EXERCISES TO COMPLETE:
1. Translate this sentence from the pipeline architecture page into Spanish: "The Lab Mode pipeline is designed for batch analysis where the complete dataset is available."
2. Write the next part of the pipeline architecture page, picking up right after its last line.

READING PASSAGE:
========================================
Pipeline Architecture: Lab vs Simulation
The package provides two distinct processing pipelines designed for different stages of the research workflow.
Lab Mode (Post-Facto)
High-Precision Analysis & Validation
The Lab Mode pipeline is designed for batch analysis where the complete dataset is available. It aims for parity with the legacy R implementation.
Characteristics
Memory: Full dataset loaded into memory.
Processing: Acausal algorithms (e.g., filtfilt, centered moving averages).
Calibration: Batch computation from the full dataset.
Depth: Acausal interpolation of missing values.
Configuration
To enable Lab Mode, set the following in your YAML config:
pipeline:
mode: "LAB"
calibration:
attachment_angle: "batch_compute"
magnetometer: "batch_compute"
depth:
mode: "interpolate"
true_integration: false # Set to true to use real timestamps for track generation (physically accurate but differs from R)
========================================
Data excerpts:
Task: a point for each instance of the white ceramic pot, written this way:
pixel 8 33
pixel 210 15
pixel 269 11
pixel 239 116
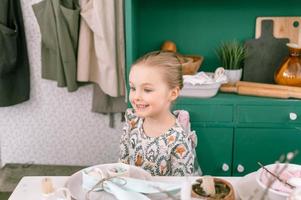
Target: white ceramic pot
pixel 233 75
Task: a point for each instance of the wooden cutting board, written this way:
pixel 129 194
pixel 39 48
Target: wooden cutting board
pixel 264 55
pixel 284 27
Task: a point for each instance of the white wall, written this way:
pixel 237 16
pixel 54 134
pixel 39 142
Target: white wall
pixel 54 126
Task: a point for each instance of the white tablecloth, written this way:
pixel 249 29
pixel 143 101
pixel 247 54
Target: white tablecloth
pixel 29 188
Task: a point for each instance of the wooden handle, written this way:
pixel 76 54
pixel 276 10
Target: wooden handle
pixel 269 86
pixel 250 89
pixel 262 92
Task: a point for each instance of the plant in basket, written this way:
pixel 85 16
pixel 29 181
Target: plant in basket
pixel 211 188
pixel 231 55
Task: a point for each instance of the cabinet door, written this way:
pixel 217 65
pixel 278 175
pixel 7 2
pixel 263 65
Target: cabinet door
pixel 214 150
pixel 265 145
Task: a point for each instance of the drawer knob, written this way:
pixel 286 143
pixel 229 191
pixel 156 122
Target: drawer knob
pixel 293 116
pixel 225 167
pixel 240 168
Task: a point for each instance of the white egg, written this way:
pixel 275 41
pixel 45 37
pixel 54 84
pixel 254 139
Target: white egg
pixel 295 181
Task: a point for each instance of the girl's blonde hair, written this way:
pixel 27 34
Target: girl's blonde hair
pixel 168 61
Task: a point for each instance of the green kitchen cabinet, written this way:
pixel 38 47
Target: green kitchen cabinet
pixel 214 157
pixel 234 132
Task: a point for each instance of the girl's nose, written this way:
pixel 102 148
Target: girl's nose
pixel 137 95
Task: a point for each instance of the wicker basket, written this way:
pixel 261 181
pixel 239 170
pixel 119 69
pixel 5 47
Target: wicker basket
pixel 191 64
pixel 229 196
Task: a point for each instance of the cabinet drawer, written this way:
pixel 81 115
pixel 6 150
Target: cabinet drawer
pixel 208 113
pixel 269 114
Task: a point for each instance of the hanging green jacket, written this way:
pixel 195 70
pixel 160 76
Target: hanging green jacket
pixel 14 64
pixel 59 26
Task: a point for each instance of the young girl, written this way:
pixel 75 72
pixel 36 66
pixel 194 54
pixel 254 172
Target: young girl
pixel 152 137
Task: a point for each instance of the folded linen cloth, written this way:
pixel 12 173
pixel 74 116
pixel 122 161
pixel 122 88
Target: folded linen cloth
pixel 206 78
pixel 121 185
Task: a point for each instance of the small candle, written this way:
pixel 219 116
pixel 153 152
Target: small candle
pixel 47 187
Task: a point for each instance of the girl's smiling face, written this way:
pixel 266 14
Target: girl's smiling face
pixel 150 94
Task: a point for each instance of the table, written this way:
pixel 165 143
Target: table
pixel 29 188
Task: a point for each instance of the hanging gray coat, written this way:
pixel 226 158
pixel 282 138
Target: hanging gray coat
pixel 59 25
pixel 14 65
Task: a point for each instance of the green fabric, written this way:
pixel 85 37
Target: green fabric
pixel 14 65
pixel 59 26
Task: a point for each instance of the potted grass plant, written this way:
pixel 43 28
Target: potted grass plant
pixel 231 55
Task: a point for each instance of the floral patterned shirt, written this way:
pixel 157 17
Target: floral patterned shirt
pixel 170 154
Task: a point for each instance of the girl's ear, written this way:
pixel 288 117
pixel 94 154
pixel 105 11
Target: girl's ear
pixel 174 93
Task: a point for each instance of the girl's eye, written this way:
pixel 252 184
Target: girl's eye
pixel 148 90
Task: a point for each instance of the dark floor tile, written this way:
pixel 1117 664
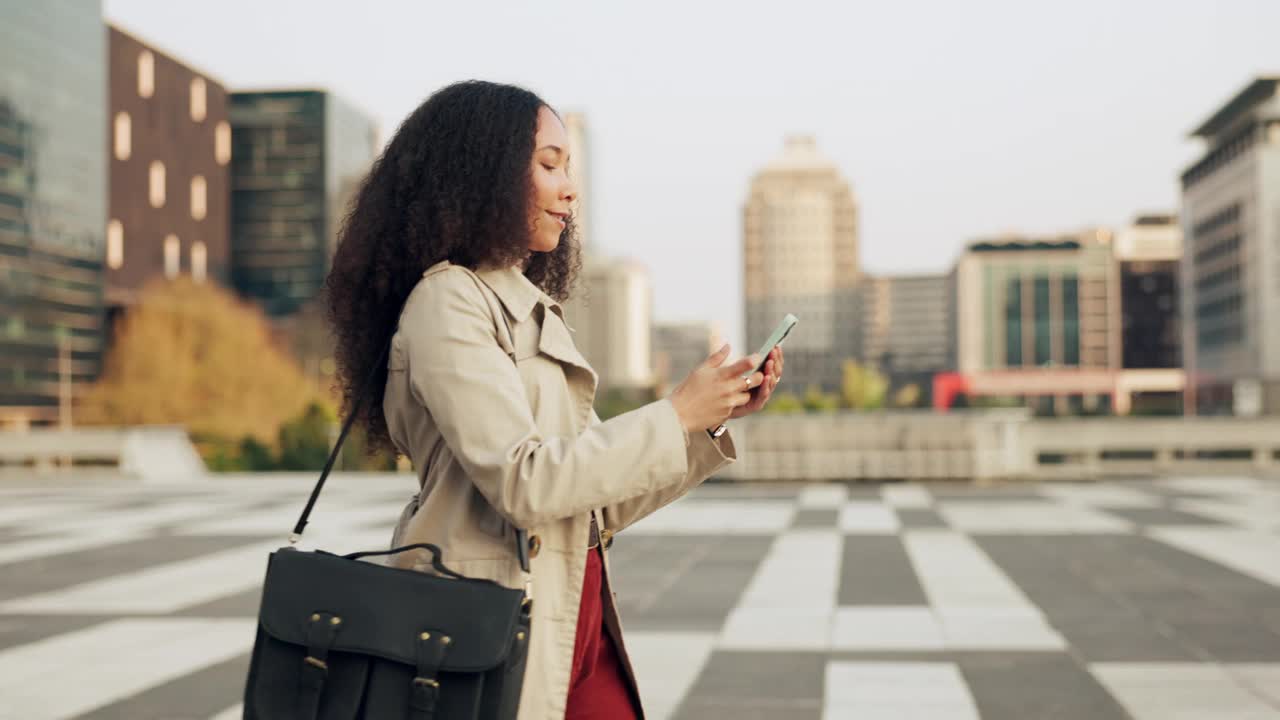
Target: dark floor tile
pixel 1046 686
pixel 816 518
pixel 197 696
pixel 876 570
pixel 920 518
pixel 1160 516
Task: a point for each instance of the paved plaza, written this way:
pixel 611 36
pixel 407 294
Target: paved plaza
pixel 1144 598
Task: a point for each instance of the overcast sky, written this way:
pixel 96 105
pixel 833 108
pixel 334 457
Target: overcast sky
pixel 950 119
========================================
EXERCISE RESULTS:
1. El pipeline de Lab Mode está diseñado para el análisis por lotes cuando se dispone del conjunto de datos completo.

2.
Clock Drift & Jitter
Real hardware sensors often have clock jitter (variable sampling rates).
Legacy R implementations use Fixed Step Integration (assuming dt = 1/freq), which ignores this jitter. This produces smooth tracks but mathematically implies that the animal speeds up/slows down inversely to the clock jitter if analyzed against real time.
Default Behavior (R-Compatibility): Uses fixed
dt. Matches legacy R output exactly. Velocity calculated from position/time ratio will show jitter.True Integration (``true_integration: true``): Uses actual time deltas (
real_dt). Matches the physical path to the clock. Velocity is stable, but positions differ slightly from R legacy tracks.
Diagnostic Output:
Lab Mode now includes a ClockDrift column in the output, measuring the deviation between the sensor clock and an ideal clock:
Drift = Timestamp_Actual - (Start_Time + Index * 1/Freq)
Simulation Mode (Real-Time)
On-Tag Algorithm Development
The Simulation Mode pipeline is designed for real-time processing where data arrives sample-by-sample. It uses fully causal algorithms with no lookahead.
Characteristics
Memory: Fixed memory footprint (O(1)).
Processing: Causal algorithms (e.g., lfilter, EMA).
Calibration: Online adaptive calibration or fixed parameters.
Depth: Real-time estimation (hold last value or predict).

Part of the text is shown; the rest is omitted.